*Raw records:*
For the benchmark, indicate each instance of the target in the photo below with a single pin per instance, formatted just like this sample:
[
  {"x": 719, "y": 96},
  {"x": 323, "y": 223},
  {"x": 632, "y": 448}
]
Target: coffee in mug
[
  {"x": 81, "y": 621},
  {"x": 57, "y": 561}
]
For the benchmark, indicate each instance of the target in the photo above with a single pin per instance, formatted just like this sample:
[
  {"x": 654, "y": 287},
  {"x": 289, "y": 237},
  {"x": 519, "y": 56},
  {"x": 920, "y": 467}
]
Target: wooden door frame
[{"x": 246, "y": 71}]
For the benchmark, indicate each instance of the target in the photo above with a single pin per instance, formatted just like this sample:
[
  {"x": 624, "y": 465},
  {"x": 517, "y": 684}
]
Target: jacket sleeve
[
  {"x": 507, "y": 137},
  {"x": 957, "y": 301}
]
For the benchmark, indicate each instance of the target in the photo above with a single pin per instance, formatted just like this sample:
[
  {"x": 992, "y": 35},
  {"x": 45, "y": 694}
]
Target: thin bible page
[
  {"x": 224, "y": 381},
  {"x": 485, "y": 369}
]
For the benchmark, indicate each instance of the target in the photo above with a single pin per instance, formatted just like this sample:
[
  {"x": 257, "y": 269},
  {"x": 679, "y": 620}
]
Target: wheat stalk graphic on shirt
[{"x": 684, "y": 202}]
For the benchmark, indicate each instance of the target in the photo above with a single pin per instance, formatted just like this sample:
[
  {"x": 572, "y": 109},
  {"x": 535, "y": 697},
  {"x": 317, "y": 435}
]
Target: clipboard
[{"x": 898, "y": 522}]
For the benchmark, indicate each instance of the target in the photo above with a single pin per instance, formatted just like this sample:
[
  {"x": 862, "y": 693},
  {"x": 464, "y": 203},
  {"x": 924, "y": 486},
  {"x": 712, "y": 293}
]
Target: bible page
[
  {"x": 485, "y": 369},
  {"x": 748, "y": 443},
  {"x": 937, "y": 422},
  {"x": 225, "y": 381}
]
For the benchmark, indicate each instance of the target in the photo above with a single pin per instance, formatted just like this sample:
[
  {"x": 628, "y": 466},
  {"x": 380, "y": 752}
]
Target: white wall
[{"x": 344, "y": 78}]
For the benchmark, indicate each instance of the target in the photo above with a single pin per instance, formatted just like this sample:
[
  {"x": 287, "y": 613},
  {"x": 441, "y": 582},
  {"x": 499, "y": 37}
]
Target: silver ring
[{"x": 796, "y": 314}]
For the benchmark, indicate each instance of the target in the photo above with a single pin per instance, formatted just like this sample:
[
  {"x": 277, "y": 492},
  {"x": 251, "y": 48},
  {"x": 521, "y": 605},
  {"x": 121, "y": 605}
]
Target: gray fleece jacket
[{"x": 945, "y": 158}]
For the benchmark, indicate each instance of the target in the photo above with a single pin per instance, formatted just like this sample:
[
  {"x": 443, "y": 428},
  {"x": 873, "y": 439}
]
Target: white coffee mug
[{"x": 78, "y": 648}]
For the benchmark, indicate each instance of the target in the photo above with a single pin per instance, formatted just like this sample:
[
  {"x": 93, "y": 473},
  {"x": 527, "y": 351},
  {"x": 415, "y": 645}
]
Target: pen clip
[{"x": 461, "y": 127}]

*WORK TO DO:*
Send back all of the entries exactly, with nothing missing.

*TASK ANSWER:*
For the benchmark, indicate each instance of the target in the photo below with a single pin per instance, formatted just like this sample:
[
  {"x": 719, "y": 96},
  {"x": 323, "y": 223},
  {"x": 632, "y": 448}
]
Target: coffee in mug
[
  {"x": 81, "y": 621},
  {"x": 57, "y": 561}
]
For the benchmark, indicate each instance of the target in the photo above with a single pin per instance, formatted just like this sample:
[
  {"x": 654, "y": 287},
  {"x": 289, "y": 237},
  {"x": 519, "y": 56},
  {"x": 920, "y": 467}
]
Target: wooden door frame
[{"x": 246, "y": 71}]
For the benchmark, indicate each instance of the target in the photo above with a single pin per instance, formatted just like this sample:
[
  {"x": 624, "y": 465},
  {"x": 517, "y": 684}
]
Target: jacket sleeve
[
  {"x": 507, "y": 137},
  {"x": 957, "y": 301}
]
For the benchmark, indicate each instance of the target in the photo above with a single pin per instance, formatted just like this sample:
[
  {"x": 992, "y": 35},
  {"x": 45, "y": 694}
]
Target: thin bible page
[
  {"x": 224, "y": 381},
  {"x": 485, "y": 369}
]
For the benchmark, indicate each instance of the target in the photo above with a single pin per instance, formatted just like this sample:
[
  {"x": 257, "y": 269},
  {"x": 679, "y": 620}
]
Target: wheat stalk graphic on shirt
[{"x": 684, "y": 202}]
For the benchmark, indicate each instance of the target in the photo above with a single pin per instance, formatted just like this sample:
[
  {"x": 572, "y": 109},
  {"x": 535, "y": 697},
  {"x": 317, "y": 435}
]
Target: clipboard
[{"x": 898, "y": 522}]
For the benchmark, indicate each instance of the target in the photo above with a single pin per instance, formatted just like this sample:
[
  {"x": 862, "y": 693},
  {"x": 464, "y": 203},
  {"x": 924, "y": 486},
  {"x": 712, "y": 293}
]
Target: bible page
[
  {"x": 485, "y": 369},
  {"x": 748, "y": 443},
  {"x": 937, "y": 422},
  {"x": 225, "y": 381}
]
For the benchmark, indicate each instance of the target in the photo above with a single pin per instance, formatted just like this sample:
[
  {"x": 628, "y": 466},
  {"x": 380, "y": 752}
]
Target: white wall
[{"x": 344, "y": 78}]
For the benchmark, indicate each instance of the target in the photo above with a single pin per instance, formatted just like this sample:
[
  {"x": 287, "y": 613},
  {"x": 441, "y": 582},
  {"x": 499, "y": 37}
]
Target: silver ring
[{"x": 796, "y": 314}]
For the benchmark, indicate each instance of the target in the photo above with a single pin per instance, formatted just like this sample:
[
  {"x": 277, "y": 492},
  {"x": 251, "y": 48},
  {"x": 521, "y": 605},
  {"x": 121, "y": 605}
]
Target: gray fleece jacket
[{"x": 945, "y": 158}]
For the benchmark, indicate each instance of the target in the photo above with a single pin per instance, formatted just like this sample:
[
  {"x": 443, "y": 428},
  {"x": 873, "y": 439}
]
Target: white coffee mug
[{"x": 78, "y": 648}]
For the benchmark, indicate each instance of the target in the photo above with a single pin per instance, formatted just like this sample:
[
  {"x": 93, "y": 473},
  {"x": 527, "y": 351},
  {"x": 415, "y": 645}
]
Target: pen clip
[{"x": 461, "y": 127}]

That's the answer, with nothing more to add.